-- BEGIN Text shown --
William John Skinner (born 8 February 1984 in Northampton) is an English former rugby union player who played openside flanker for Leicester Tigers and Harlequins.

He began his rugby career at Bedford School before representing England at U-18 and U-21 level. He came through the Leicester Tigers youth setup where many drew comparison between the small (5 ft 11 in (1.80 m), 14 st 3 lb (90.3 kg)), blond, pacy openside and his mentor, Tigers legend Neil Back.  Long term injury and lack of versatility however saw him leave Tigers in the summer of 2006 to move to Quins where he linked up with former Tigers' Director of Rugby and back row legend Dean Richards.

Skinner represented the England Sevens team at Brisbane in early 2003. Skinner represented England Saxons at the 2007 Churchill Cup.

Skinner was called into the England Saxons side that defeated Ireland A on 1 February 2008.

He captained the England Saxons to victory at the 2008 Churchill Cup.
-- END Text shown --
-- BEGIN Excerpted data --
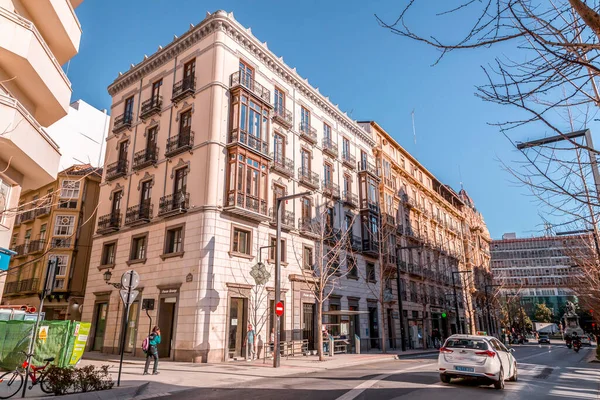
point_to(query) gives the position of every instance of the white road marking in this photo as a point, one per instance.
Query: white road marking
(355, 392)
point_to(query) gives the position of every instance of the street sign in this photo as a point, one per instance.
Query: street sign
(132, 295)
(279, 309)
(130, 279)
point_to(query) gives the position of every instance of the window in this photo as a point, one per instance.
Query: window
(43, 231)
(307, 257)
(70, 189)
(371, 272)
(279, 101)
(108, 253)
(304, 120)
(138, 248)
(282, 247)
(241, 242)
(174, 240)
(64, 225)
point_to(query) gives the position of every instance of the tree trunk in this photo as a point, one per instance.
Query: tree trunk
(320, 330)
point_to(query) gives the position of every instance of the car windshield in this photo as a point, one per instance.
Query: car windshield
(476, 344)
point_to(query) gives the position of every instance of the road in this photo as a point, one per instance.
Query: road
(545, 372)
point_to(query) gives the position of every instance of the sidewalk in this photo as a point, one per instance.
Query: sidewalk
(178, 376)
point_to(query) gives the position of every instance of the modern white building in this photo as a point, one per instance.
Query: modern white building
(36, 38)
(80, 135)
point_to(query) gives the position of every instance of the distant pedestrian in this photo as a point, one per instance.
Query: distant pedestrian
(250, 352)
(152, 352)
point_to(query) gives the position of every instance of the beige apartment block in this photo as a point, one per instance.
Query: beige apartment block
(36, 38)
(206, 133)
(54, 221)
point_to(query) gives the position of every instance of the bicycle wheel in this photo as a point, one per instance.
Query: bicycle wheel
(46, 386)
(10, 384)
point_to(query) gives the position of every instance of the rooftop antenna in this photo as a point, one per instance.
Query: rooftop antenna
(412, 114)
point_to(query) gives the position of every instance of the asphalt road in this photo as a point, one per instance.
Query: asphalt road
(545, 372)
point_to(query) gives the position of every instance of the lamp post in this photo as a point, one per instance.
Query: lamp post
(278, 202)
(399, 286)
(458, 326)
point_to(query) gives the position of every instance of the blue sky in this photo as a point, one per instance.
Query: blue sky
(371, 73)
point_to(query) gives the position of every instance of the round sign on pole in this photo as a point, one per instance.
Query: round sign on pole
(130, 280)
(279, 309)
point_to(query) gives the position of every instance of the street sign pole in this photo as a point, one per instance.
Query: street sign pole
(129, 281)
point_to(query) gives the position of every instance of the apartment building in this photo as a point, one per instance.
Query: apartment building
(538, 269)
(423, 223)
(206, 133)
(54, 221)
(36, 38)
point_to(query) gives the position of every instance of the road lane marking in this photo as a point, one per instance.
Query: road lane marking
(355, 392)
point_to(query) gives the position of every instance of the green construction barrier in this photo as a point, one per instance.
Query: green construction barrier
(63, 340)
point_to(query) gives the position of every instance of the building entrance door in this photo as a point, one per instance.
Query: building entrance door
(308, 324)
(238, 320)
(166, 322)
(100, 326)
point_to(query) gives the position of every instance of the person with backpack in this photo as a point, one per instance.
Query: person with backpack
(150, 347)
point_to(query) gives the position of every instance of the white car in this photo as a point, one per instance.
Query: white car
(477, 357)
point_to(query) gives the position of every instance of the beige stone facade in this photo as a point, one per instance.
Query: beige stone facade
(36, 38)
(54, 221)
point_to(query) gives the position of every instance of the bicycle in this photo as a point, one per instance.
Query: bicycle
(11, 382)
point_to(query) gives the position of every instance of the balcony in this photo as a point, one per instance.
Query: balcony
(122, 122)
(247, 206)
(116, 169)
(283, 117)
(365, 166)
(42, 211)
(183, 88)
(348, 160)
(109, 223)
(308, 178)
(173, 204)
(60, 243)
(246, 80)
(180, 143)
(283, 165)
(369, 204)
(329, 147)
(144, 158)
(27, 216)
(139, 214)
(331, 189)
(287, 218)
(151, 106)
(249, 141)
(350, 199)
(308, 133)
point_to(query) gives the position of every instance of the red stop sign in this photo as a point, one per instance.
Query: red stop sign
(279, 309)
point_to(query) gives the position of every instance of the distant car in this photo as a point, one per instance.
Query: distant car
(470, 356)
(543, 339)
(585, 340)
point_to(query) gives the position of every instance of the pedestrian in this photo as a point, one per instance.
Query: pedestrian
(250, 352)
(153, 342)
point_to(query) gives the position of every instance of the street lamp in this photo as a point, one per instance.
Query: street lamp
(468, 271)
(399, 285)
(278, 202)
(107, 275)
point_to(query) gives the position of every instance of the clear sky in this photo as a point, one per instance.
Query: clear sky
(371, 73)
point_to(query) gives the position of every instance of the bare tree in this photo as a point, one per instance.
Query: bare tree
(332, 249)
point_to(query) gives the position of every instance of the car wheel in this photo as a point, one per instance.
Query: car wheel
(499, 384)
(515, 376)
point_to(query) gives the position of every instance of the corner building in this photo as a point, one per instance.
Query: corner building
(206, 133)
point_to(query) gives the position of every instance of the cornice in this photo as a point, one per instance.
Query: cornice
-- END Excerpted data --
Problem to work on ::
Could you update the rugby player profile by restating the part that opens with the words containing "He began his" and closes with "1 February 2008.", putting "Sydney" in place of "Brisbane"?

Output below ::
He began his rugby career at Bedford School before representing England at U-18 and U-21 level. He came through the Leicester Tigers youth setup where many drew comparison between the small (5 ft 11 in (1.80 m), 14 st 3 lb (90.3 kg)), blond, pacy openside and his mentor, Tigers legend Neil Back.  Long term injury and lack of versatility however saw him leave Tigers in the summer of 2006 to move to Quins where he linked up with former Tigers' Director of Rugby and back row legend Dean Richards.

Skinner represented the England Sevens team at Sydney in early 2003. Skinner represented England Saxons at the 2007 Churchill Cup.

Skinner was called into the England Saxons side that defeated Ireland A on 1 February 2008.